QUOTED PASSAGE
☆ ☆ ☆ ☆

Finding roots for garbage collection in C

Asked 27/11, 2012 at 3:45 Answered 27/11, 2012 at 4:57

Solved c garbage-collection boehm-gc gc-roots

I'm trying to implement a simple mark and sweep garbage collector in C. The first step of the algorithm is finding the roots. So my question is how can I find the roots in a C program?

In the programs using malloc, I'll be using the custom allocator. This custom allocator is all that will be called from the C program, and may be a custom init().

How does garbage collector knows what all the pointers(roots) are in the program? Also, given a pointer of a custom type how does it get all pointers inside that?

For example, if there's a pointer p pointing to a class list, which has another pointer inside it.. say q. How does garbage collector knows about it, so that it can mark it?

Update: How about if I send all the pointer names and types to GC when I init it? Similarly, the structure of different types can also be sent so that GC can traverse the tree. Is this even a sane idea or am I just going crazy?

Borer answered 27/11, 2012 at 3:45 Comment(4)

Might be worth having a look at hpl.hp.com/personal/Hans_Boehm/gc and references therein. – Newlin 27/11, 2012 at 4:34

@kallikak- I tried looking into it, but it was way over my head :( – Borer 28/11, 2012 at 10:51

Not sure how you're going to "send" pointer locations to GC, but if you can attach/embed a structure to the object you can store pointer location info there. (Note that it need only be a bit array, to indicate which word is or isn't a pointer.) – Stipitate 28/11, 2012 at 13:20

If you follow the link from @Newlin you'll find a descritpion of the algorithm that is pretty good, and which seems to be quite readable (once you tackle a little jargon). I recommend it. – Stipitate 28/11, 2012 at 13:23

First off, garbage collectors in C, without extensive compiler and OS support, have to be conservative, because you cannot distinguish between a legitimate pointer and an integer that happens to have a value that looks like a pointer. And even conservative garbage collectors are hard to implement. Like, really hard. And often, you will need to constrain the language in order to get something acceptable: for instance, it might be impossible to correctly collect memory if pointers are hidden or obfuscated. If you allocate 100 bytes and only keep a pointer to the tenth byte of the allocation, your GC is unlikely to figure out that you still need the block since it will see no reference to the beginning. Another very important constraint to control is the memory alignment: if pointers can be on unaligned memory, your collector can be slowed down by a factor of 10x or worse.

☆ ☆ ☆ ☆

PROVIDED INFORMATION
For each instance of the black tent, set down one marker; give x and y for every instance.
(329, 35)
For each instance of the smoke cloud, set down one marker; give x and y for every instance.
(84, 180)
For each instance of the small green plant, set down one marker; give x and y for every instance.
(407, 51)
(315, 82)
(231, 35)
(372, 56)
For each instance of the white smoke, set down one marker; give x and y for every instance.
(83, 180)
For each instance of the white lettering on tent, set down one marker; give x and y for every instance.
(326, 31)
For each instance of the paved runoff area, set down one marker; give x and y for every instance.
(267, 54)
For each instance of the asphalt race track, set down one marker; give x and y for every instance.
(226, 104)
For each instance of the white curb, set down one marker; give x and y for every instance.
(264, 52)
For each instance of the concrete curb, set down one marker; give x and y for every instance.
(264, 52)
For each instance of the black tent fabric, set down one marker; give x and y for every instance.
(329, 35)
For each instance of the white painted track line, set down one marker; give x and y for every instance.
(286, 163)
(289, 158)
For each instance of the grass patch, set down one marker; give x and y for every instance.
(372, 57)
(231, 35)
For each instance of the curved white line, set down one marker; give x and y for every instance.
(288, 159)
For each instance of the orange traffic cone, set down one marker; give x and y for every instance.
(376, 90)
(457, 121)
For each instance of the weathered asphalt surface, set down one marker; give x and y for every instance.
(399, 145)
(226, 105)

☆ ☆ ☆ ☆

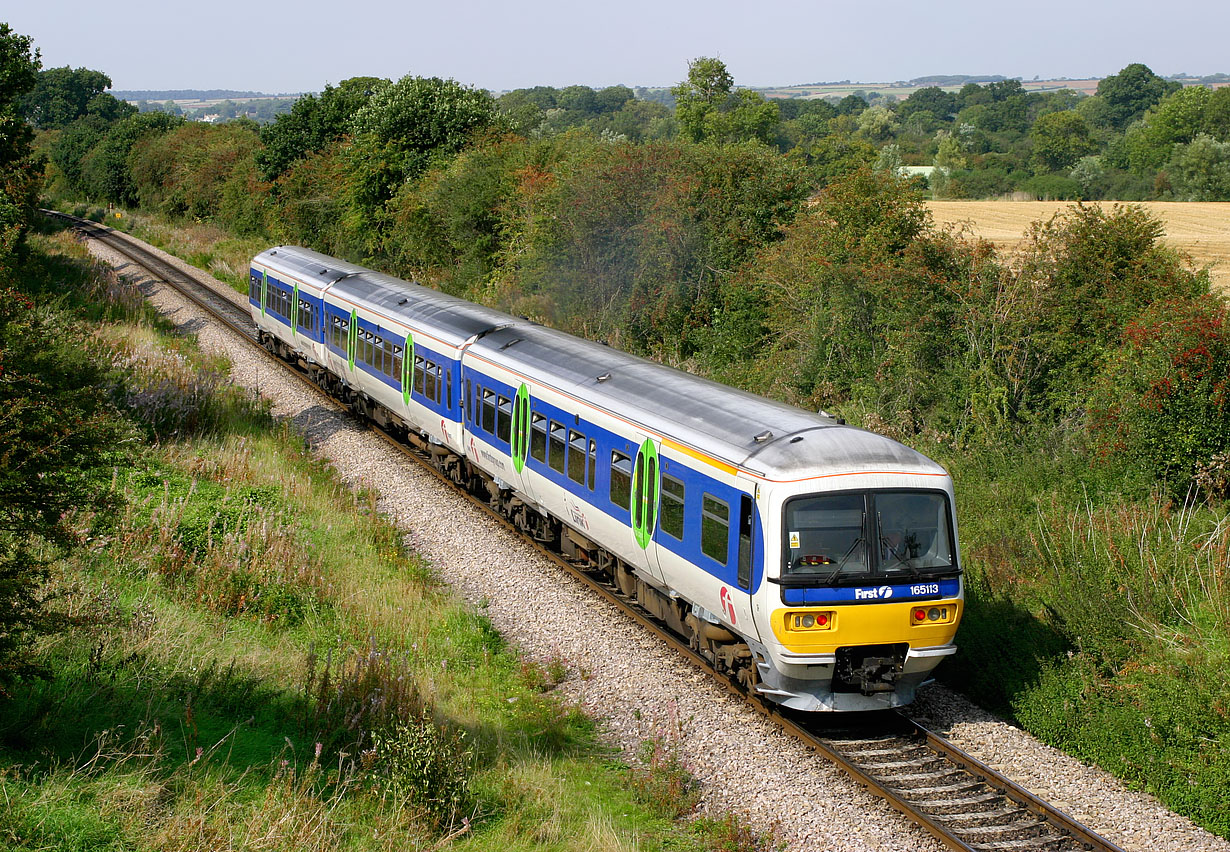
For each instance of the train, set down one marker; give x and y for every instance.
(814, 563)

☆ ☆ ☆ ☆

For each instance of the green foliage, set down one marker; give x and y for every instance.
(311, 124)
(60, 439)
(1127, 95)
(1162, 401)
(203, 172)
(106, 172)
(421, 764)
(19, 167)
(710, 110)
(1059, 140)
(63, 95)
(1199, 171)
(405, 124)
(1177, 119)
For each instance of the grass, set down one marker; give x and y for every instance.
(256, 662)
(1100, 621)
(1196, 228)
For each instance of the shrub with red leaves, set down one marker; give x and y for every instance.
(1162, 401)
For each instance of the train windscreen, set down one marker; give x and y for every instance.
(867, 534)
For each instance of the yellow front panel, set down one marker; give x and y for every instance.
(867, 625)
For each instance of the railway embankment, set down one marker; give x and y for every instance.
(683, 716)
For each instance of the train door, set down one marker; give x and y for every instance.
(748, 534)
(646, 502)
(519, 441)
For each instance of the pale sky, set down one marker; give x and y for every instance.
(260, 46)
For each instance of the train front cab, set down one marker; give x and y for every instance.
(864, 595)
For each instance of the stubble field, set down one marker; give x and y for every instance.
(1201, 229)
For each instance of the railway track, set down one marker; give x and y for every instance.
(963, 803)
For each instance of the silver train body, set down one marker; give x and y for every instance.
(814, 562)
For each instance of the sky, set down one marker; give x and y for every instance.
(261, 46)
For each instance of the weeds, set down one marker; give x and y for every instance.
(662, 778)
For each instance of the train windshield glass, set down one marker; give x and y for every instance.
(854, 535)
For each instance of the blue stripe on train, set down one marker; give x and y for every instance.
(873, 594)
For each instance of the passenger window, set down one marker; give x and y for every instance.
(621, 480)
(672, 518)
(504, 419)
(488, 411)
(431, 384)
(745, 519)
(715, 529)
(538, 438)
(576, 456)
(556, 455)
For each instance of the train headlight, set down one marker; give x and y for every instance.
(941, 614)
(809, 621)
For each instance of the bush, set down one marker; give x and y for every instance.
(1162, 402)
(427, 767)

☆ ☆ ☆ ☆

GIVEN EXERCISE
For each statement below, say yes or no according to whether it agrees with the thread on garbage collection in C, and quote the words that decide it. 1. The asker intends to use a custom allocator in programs that use malloc. 2. According to the answer, a garbage collector in C without extensive compiler and OS support can be precise rather than conservative. 3. According to the answer, pointers on unaligned memory can slow the collector by a factor of 10x or worse. The entries are separate material, unrelated to the thread on garbage collection in C.

RESPONSE FOR THIS EXERCISE
1. Yes: "In the programs using malloc, I'll be using the custom allocator."
2. No: "garbage collectors in C, without extensive compiler and OS support, have to be conservative"
3. Yes: "if pointers can be on unaligned memory, your collector can be slowed down by a factor of 10x or worse"